-- BEGIN Data section --
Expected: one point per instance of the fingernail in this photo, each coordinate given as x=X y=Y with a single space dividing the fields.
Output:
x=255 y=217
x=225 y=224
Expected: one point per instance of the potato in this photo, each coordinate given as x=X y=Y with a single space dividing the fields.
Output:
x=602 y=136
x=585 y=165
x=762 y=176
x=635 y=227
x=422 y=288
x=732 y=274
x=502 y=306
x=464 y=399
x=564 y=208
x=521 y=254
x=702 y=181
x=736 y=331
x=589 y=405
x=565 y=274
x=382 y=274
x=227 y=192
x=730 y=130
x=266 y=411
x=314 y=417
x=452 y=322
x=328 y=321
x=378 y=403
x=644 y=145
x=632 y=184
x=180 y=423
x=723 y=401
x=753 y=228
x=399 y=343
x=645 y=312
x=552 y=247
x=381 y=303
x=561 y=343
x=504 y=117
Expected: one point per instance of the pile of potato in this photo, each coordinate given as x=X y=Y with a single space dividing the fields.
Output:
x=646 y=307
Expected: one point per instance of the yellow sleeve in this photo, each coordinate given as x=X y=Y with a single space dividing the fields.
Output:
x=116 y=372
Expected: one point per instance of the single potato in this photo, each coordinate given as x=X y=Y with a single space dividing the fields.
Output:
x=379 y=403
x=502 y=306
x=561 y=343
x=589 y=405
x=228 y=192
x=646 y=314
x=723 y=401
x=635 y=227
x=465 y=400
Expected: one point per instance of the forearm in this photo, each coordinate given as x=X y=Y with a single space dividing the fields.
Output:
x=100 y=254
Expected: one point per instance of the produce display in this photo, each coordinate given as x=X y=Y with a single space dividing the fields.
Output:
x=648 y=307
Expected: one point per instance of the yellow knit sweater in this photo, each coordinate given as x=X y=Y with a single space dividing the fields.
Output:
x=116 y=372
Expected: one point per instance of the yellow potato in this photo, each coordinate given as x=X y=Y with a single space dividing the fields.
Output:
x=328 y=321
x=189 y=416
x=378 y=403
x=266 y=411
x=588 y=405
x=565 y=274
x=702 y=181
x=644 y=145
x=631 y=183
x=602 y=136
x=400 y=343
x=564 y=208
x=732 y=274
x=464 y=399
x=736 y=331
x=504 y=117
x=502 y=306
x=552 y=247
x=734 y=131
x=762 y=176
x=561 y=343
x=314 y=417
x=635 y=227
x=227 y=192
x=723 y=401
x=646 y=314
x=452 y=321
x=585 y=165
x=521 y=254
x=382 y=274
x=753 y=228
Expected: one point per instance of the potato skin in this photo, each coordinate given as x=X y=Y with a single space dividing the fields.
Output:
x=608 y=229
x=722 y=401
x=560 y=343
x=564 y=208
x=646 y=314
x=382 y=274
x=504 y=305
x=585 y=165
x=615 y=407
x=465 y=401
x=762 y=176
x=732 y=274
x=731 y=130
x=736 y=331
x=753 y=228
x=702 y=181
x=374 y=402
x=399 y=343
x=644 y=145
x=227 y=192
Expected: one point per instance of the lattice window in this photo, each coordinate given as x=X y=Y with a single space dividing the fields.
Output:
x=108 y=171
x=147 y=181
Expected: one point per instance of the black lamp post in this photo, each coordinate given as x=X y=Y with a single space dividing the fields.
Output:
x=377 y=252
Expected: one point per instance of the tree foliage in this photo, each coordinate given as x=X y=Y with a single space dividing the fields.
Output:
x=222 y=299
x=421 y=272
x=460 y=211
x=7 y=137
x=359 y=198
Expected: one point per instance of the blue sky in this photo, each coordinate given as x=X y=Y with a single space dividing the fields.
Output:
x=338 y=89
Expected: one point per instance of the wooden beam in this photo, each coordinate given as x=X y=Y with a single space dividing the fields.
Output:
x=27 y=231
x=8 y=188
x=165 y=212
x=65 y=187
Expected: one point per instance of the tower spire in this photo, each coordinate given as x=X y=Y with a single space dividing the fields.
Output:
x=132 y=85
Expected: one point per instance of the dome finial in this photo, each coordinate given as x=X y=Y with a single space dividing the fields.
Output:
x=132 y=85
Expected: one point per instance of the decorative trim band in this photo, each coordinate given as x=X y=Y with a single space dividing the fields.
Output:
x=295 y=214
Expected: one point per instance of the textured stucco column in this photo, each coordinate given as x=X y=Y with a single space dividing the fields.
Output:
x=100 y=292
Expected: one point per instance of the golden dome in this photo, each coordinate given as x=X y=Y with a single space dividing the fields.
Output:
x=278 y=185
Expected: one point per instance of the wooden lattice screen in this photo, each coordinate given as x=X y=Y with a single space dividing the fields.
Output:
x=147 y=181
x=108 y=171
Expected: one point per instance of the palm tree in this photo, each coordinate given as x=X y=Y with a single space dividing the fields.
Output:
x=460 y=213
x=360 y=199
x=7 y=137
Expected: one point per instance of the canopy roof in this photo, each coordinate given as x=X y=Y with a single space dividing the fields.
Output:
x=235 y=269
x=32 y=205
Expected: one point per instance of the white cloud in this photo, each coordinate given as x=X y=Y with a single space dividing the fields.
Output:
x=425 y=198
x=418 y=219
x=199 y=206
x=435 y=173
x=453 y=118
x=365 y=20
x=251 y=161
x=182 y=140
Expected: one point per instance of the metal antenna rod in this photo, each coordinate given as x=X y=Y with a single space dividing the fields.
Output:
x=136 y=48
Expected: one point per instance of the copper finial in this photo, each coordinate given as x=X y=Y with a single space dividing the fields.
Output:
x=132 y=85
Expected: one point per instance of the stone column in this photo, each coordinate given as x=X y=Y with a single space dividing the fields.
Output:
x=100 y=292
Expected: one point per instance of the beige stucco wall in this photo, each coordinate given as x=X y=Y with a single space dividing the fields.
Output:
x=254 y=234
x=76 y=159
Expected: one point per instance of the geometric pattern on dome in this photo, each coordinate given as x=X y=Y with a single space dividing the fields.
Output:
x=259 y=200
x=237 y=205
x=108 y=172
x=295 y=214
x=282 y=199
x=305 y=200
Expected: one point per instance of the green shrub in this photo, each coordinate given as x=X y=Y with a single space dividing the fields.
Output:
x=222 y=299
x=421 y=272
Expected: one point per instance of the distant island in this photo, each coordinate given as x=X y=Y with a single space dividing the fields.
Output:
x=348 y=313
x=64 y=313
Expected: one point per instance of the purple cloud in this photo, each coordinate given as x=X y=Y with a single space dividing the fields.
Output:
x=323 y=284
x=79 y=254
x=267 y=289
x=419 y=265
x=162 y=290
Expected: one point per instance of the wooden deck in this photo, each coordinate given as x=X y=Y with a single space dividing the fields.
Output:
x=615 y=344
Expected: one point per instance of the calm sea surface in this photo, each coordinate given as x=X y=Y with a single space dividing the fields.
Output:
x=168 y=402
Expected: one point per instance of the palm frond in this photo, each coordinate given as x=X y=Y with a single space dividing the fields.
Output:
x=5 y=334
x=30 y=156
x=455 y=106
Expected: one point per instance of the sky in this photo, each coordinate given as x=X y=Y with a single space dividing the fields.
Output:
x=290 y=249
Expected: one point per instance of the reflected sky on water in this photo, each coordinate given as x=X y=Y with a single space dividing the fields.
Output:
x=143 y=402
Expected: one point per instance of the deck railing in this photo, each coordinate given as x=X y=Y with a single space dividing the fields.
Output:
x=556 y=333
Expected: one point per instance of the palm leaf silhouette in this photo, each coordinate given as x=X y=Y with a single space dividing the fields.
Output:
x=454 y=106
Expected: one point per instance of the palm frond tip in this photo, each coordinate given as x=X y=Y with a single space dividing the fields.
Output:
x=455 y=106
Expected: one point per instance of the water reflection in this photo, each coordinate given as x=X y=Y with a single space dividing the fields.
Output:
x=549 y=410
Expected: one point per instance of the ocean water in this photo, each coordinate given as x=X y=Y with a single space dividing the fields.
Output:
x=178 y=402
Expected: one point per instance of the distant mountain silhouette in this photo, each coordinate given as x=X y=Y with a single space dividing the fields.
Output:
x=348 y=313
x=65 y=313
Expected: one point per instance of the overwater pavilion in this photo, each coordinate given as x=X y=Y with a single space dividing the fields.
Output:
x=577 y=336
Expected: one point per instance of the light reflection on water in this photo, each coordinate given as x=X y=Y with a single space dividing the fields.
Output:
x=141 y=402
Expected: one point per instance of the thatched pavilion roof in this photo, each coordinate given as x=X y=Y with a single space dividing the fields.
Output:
-- END Data section --
● Exercise brief
Return the lines from the line containing "Expected: one point per instance of the reflected" to the end of the entries above, exactly as they appear and with no other output.

● Output of the task
Expected: one point per instance of the reflected sky on water in this photo, each coordinate given as x=X y=Y with a single space dividing the fields.
Output:
x=143 y=402
Expected: one point per instance of the deck railing in this photo, each coordinate given as x=X y=Y with a single space dividing the fields.
Output:
x=556 y=333
Expected: one point per instance of the palm leaf silhouette in this photo, each coordinate given as x=X y=Y with a single space dividing the fields.
Output:
x=454 y=106
Expected: one point per instance of the palm frond tip in this photo, each coordinate given as x=X y=Y with a single space dividing the fields.
Output:
x=455 y=106
Expected: one point per instance of the water reflection in this photo, each coordinate given as x=X y=Y with a single space dividing the fields.
Output:
x=549 y=410
Expected: one point per instance of the ocean water in this photo, each coordinate given as x=X y=Y with a single space dividing the fields.
Output:
x=178 y=402
Expected: one point per instance of the distant mountain silhouette in this photo, each coordinate given as x=X y=Y with a single space dividing the fields.
Output:
x=348 y=313
x=65 y=313
Expected: one point per instance of the overwater pavilion in this photo, each coordinate given as x=X y=Y with a single space dividing the fields.
Output:
x=577 y=336
Expected: one point per instance of the light reflection on water in this photo, each coordinate given as x=X y=Y with a single space dividing the fields.
Output:
x=141 y=402
Expected: one point per instance of the thatched pavilion roof in this photo, each coordinate given as x=X y=Y with a single space dividing the fields.
Output:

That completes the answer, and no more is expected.